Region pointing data
- - -

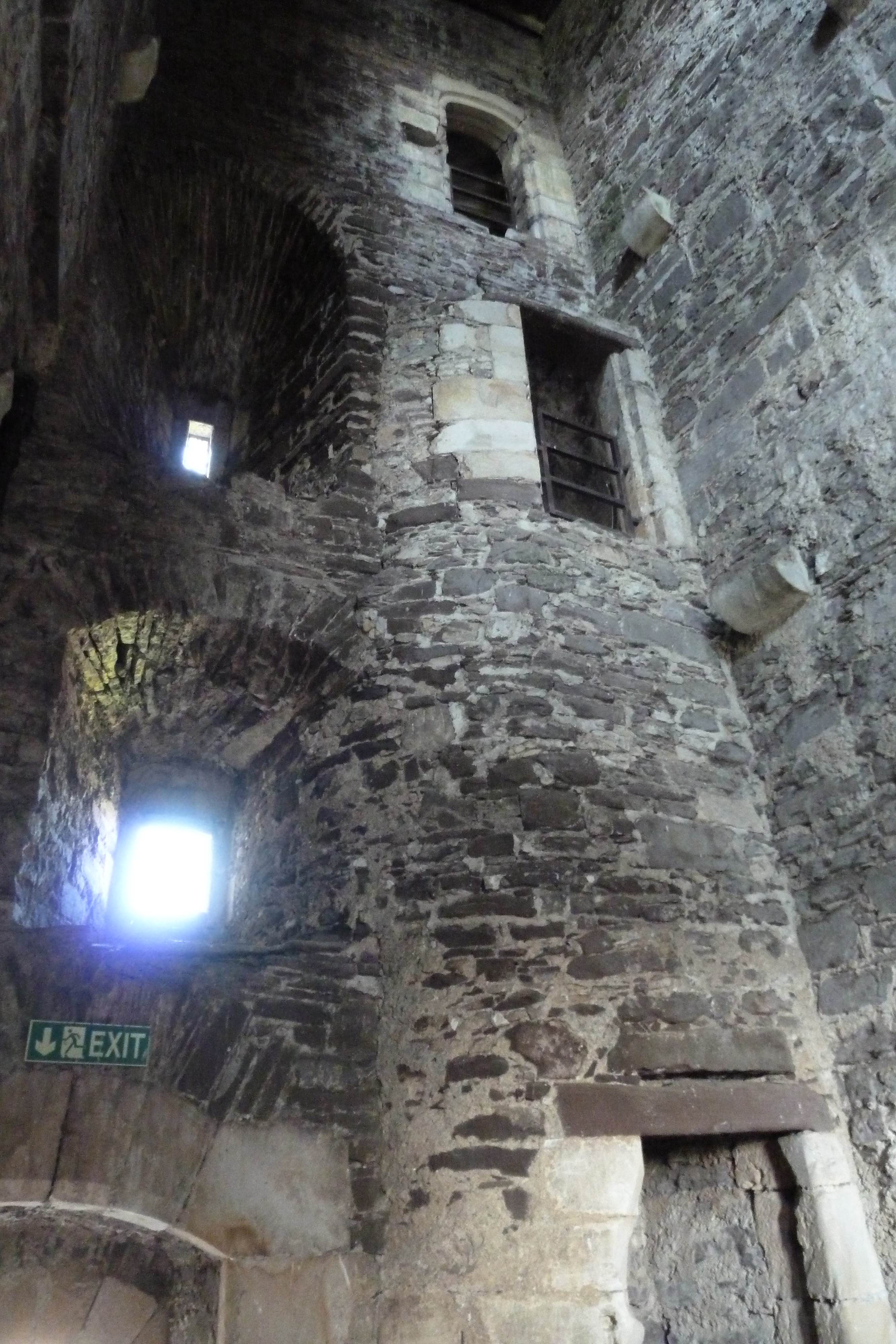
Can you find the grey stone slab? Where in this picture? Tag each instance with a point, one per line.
(699, 1107)
(709, 1050)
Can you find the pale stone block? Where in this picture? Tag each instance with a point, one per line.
(7, 384)
(855, 1323)
(156, 1333)
(272, 1190)
(426, 196)
(428, 729)
(33, 1108)
(500, 467)
(589, 1259)
(111, 1152)
(487, 437)
(421, 128)
(41, 1304)
(547, 170)
(729, 812)
(511, 368)
(760, 597)
(507, 341)
(598, 1177)
(489, 314)
(840, 1257)
(319, 1302)
(479, 398)
(433, 1319)
(648, 224)
(555, 232)
(455, 337)
(117, 1316)
(550, 1322)
(550, 208)
(819, 1161)
(137, 72)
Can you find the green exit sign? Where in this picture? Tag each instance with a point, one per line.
(88, 1044)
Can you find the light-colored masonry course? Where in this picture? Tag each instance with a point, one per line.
(554, 976)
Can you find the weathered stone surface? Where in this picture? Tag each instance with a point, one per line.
(480, 400)
(328, 1300)
(554, 1050)
(33, 1111)
(111, 1154)
(272, 1190)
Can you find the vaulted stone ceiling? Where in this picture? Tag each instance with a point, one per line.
(523, 14)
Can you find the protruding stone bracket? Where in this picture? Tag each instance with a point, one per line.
(137, 72)
(764, 596)
(586, 1205)
(648, 225)
(843, 1272)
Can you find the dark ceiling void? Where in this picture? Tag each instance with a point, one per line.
(530, 15)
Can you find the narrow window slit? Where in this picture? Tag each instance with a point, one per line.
(479, 189)
(197, 456)
(582, 464)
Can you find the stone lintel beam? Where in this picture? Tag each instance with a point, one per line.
(690, 1108)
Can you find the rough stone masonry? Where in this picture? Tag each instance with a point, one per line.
(554, 970)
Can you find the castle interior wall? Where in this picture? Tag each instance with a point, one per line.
(503, 857)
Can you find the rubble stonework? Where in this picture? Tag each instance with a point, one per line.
(768, 322)
(502, 839)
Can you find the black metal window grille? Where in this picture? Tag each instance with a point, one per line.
(582, 474)
(479, 190)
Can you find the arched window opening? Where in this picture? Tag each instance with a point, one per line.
(479, 190)
(479, 186)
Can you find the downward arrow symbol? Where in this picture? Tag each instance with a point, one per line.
(46, 1045)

- - -

Problem description
Please print exactly the lines from the one containing "Can you find the black" through the last line of the records, both included, and nothing else.

Answer to the problem
Can you find the black metal window grille? Where in this picture? Tag each instance with a point, one per line.
(582, 474)
(479, 190)
Can you find the arched window opening? Where in this picture? Tag each instance with a point, one per line.
(479, 190)
(479, 186)
Can you find the downward arrow symbol? Where in this picture? Tag each instance with a point, one per line.
(46, 1045)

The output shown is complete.